**Work item**
Transcribe the Foot and Mouth Disease statement below exactly, copying everything from "The Minister of" down to "most damaging disease.".

**Selected excerpt**
--------

The Minister of Agriculture and Rural Development, Mrs Brid Rodgers MLA today announced the steps which are being taken in GA and Northern Ireland following the discovery of Foot and Mouth Disease at an abattoir in Essex. The Minister said:

“The outbreak of Foot and Mouth Disease in England is a very serious development. The disease has potentially devastating consequences for the farming industry, though I am advised that it is not regarded as a human health issue. Because of the fact that Northern Ireland pigs have been slaughtered in the plant in question within the past few days, this is not just an English or GB problem. We in Northern Ireland need to take every step possible to ensure that we protect our industry from the effects of this most damaging disease.

“For that reason, I have today agreed to an EU proposal to impose temporary controls on intra-community and third-country trade in live animals, meat, milk and other products from GB and Northern Ireland. That includes exports to the RoI and further afield, and I hope that, assuming the disease does not appear in NI, the controls will be reviewed in early March.

--------

**Records**
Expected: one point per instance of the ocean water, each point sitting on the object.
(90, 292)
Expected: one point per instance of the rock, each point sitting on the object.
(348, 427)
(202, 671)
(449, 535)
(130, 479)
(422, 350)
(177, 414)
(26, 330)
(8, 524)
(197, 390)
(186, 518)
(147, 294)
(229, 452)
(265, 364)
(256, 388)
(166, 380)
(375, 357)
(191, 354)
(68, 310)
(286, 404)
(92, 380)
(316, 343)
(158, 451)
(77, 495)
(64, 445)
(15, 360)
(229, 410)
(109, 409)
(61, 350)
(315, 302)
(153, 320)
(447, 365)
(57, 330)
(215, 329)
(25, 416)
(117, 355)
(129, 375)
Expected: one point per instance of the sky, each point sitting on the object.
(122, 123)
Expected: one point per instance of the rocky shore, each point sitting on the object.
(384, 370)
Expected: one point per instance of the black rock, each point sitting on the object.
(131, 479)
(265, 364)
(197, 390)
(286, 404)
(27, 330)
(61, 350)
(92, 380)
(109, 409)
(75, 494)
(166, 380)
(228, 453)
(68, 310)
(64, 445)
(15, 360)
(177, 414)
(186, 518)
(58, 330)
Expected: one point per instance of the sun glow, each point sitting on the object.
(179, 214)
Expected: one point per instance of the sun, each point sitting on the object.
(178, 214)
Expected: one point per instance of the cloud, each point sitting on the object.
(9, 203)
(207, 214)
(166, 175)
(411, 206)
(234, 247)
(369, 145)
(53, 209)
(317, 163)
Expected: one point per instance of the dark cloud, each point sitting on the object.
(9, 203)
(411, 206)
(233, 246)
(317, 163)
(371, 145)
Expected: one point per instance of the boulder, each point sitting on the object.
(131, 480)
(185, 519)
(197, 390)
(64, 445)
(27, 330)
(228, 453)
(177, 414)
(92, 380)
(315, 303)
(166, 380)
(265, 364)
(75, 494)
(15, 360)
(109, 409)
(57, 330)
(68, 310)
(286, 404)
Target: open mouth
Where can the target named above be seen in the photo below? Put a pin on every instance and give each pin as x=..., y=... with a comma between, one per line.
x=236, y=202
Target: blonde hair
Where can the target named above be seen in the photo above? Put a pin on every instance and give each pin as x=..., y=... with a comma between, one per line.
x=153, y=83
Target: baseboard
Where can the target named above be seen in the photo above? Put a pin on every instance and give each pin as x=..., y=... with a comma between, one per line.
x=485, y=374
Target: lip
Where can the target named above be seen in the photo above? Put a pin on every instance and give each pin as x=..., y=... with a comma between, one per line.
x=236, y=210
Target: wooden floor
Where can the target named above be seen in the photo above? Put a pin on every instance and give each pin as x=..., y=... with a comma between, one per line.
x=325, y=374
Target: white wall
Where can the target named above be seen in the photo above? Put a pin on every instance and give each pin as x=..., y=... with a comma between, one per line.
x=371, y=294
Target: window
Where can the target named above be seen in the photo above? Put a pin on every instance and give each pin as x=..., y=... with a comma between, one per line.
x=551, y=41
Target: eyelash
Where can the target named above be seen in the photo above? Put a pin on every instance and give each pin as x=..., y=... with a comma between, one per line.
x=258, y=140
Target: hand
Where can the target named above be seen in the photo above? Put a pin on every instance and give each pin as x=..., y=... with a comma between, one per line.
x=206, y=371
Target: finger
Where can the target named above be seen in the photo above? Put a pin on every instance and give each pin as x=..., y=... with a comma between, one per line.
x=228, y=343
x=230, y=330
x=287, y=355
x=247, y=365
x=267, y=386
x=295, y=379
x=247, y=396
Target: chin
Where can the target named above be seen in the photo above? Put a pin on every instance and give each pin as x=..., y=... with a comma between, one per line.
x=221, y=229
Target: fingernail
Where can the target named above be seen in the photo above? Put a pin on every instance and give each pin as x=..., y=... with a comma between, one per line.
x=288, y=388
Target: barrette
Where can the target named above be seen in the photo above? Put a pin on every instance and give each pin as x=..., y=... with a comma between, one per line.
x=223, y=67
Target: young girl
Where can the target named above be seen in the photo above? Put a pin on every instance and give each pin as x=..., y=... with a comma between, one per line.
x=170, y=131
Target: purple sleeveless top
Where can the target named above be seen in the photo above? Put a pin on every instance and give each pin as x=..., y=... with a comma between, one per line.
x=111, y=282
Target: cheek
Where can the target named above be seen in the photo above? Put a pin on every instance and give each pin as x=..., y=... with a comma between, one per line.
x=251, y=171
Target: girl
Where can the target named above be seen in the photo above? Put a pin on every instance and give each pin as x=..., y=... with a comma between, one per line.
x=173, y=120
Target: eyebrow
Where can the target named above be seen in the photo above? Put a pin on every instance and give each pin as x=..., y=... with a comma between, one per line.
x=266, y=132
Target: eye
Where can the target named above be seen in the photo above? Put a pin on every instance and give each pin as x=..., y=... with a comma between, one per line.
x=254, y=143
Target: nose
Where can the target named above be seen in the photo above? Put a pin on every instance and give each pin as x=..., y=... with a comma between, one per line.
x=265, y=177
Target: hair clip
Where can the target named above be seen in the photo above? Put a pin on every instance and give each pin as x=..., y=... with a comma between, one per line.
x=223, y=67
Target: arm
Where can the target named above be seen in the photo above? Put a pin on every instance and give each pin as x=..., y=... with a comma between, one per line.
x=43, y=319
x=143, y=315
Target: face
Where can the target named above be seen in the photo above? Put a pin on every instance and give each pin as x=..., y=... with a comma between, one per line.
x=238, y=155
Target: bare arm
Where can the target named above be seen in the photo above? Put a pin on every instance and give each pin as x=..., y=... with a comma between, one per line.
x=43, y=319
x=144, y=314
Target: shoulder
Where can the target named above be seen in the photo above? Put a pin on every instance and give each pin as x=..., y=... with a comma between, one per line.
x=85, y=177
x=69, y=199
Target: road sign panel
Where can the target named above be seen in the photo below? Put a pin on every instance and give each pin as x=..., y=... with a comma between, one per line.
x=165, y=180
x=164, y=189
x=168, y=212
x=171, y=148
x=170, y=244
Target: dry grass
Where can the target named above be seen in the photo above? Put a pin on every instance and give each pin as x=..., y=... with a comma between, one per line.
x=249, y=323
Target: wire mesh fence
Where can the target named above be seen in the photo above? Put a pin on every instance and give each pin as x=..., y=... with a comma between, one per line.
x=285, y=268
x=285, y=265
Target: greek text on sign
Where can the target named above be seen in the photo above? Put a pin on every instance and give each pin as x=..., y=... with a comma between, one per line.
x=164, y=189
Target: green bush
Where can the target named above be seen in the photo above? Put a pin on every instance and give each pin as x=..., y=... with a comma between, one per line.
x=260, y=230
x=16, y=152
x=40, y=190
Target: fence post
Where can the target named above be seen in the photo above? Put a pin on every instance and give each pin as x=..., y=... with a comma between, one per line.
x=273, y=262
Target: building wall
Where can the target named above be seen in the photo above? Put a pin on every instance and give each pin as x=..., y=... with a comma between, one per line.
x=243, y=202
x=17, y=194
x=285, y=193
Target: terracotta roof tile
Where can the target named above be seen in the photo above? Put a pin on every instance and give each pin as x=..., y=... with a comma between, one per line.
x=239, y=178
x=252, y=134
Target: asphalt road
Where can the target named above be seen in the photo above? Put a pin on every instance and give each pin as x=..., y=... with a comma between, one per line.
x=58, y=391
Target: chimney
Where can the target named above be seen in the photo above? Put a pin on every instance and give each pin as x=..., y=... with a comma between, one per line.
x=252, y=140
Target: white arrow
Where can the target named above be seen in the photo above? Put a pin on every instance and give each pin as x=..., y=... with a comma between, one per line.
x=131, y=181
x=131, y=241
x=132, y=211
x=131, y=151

--------

**Your solution**
The Minister of Agriculture and Rural Development, Mrs Brid Rodgers MLA today announced the steps which are being taken in GA and Northern Ireland following the discovery of Foot and Mouth Disease at an abattoir in Essex. The Minister said:

“The outbreak of Foot and Mouth Disease in England is a very serious development. The disease has potentially devastating consequences for the farming industry, though I am advised that it is not regarded as a human health issue. Because of the fact that Northern Ireland pigs have been slaughtered in the plant in question within the past few days, this is not just an English or GB problem. We in Northern Ireland need to take every step possible to ensure that we protect our industry from the effects of this most damaging disease.